* Begin Task inputs *

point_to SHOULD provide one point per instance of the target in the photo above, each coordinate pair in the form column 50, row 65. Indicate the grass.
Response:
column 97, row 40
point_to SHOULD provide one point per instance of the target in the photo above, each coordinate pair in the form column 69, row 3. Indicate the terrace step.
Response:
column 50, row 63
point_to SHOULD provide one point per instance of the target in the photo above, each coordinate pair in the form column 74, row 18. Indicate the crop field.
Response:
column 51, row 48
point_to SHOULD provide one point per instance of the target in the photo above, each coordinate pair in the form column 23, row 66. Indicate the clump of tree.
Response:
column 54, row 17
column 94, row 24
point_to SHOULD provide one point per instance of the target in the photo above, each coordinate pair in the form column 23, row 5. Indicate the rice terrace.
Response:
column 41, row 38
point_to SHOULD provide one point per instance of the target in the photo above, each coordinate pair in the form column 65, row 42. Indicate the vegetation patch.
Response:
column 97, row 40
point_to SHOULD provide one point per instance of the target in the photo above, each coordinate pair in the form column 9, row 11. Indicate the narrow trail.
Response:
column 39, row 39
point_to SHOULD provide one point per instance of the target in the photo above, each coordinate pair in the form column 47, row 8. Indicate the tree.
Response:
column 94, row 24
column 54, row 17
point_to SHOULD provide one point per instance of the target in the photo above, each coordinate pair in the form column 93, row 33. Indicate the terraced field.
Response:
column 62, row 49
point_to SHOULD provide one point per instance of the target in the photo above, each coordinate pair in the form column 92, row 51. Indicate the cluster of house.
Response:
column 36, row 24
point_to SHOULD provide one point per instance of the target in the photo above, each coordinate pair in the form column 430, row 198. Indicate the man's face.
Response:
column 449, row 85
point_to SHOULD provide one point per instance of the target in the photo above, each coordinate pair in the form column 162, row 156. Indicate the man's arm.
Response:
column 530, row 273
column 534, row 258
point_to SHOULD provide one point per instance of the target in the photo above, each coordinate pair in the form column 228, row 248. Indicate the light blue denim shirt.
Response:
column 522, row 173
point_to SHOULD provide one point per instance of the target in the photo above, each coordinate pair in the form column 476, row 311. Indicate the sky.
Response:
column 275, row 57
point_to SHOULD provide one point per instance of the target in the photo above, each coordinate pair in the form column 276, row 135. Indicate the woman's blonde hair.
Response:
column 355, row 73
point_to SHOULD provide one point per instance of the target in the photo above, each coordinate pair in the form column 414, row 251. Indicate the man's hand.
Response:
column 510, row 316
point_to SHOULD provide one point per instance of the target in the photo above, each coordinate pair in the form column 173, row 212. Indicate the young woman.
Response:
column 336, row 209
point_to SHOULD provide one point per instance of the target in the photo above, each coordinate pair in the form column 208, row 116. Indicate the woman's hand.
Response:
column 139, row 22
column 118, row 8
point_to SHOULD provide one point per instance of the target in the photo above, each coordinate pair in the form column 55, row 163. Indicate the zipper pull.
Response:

* End Task inputs *

Objective: Copy out all of the records above, reproducing every line word for word and in the same order.

Exercise solution:
point_to SHOULD provide one point per instance of the target in the photo above, each coordinate pair in the form column 50, row 65. Indicate the grass.
Response:
column 97, row 40
point_to SHOULD provide one point per instance of the target in the photo above, each coordinate pair in the form column 69, row 3. Indicate the terrace step.
Response:
column 50, row 63
point_to SHOULD provide one point per instance of the target in the photo above, each coordinate pair in the form column 74, row 18. Indicate the crop field.
Response:
column 51, row 48
point_to SHOULD provide one point per instance of the target in the photo above, each coordinate pair in the form column 23, row 66. Indicate the clump of tree.
Response:
column 54, row 17
column 94, row 24
point_to SHOULD provide one point per instance of the target in the photo above, each coordinate pair in the form column 23, row 5. Indicate the rice terrace.
Response:
column 41, row 38
point_to SHOULD provide one point per instance of the target in the photo above, each coordinate pair in the form column 65, row 42. Indicate the vegetation patch.
Response:
column 97, row 40
point_to SHOULD provide one point per instance of the target in the photo above, each coordinate pair in the form column 9, row 11. Indicate the narrow trail.
Response:
column 39, row 39
point_to SHOULD provide one point per instance of the target in the photo above, each coordinate pair in the form column 47, row 8. Indicate the tree.
Response:
column 94, row 24
column 54, row 17
point_to SHOULD provide one point per instance of the target in the photo above, each coordinate pair in the form column 93, row 33. Indicate the terraced field.
Response:
column 62, row 49
point_to SHOULD provide one point per instance of the target in the photo above, each coordinate pair in the form column 92, row 51. Indicate the cluster of house.
Response:
column 36, row 24
point_to SHOULD provide one point per instance of the target in the photo above, each coordinate pair in the form column 430, row 198. Indicate the man's face.
Response:
column 449, row 85
point_to SHOULD provide one point per instance of the target in the photo above, each coordinate pair in the form column 162, row 156. Indicate the man's arm.
Response:
column 530, row 273
column 534, row 258
point_to SHOULD provide one point per instance of the target in the photo above, each coordinate pair in the form column 228, row 248. Indicate the light blue denim shirt.
Response:
column 522, row 173
point_to SHOULD provide one point per instance of the target in the photo above, each coordinate pair in the form column 476, row 311. Indicate the sky.
Response:
column 275, row 57
point_to SHOULD provide one point per instance of the target in the photo above, each coordinate pair in the form column 276, row 135. Indicate the woman's blonde hair.
Response:
column 355, row 73
point_to SHOULD provide one point per instance of the target in the photo above, each coordinate pair in the form column 414, row 251. Indicate the man's hand.
Response:
column 510, row 316
point_to SHOULD provide one point per instance of the target in the photo above, each coordinate pair in the form column 173, row 212. Indicate the young woman.
Response:
column 336, row 209
point_to SHOULD provide one point per instance of the target in the photo above, each coordinate pair in the form column 208, row 116. Indicate the woman's hand.
Response:
column 139, row 22
column 118, row 8
point_to SHOULD provide one point per instance of the target in the photo above, each coordinate pair in the form column 55, row 163. Indicate the zipper pull.
Response:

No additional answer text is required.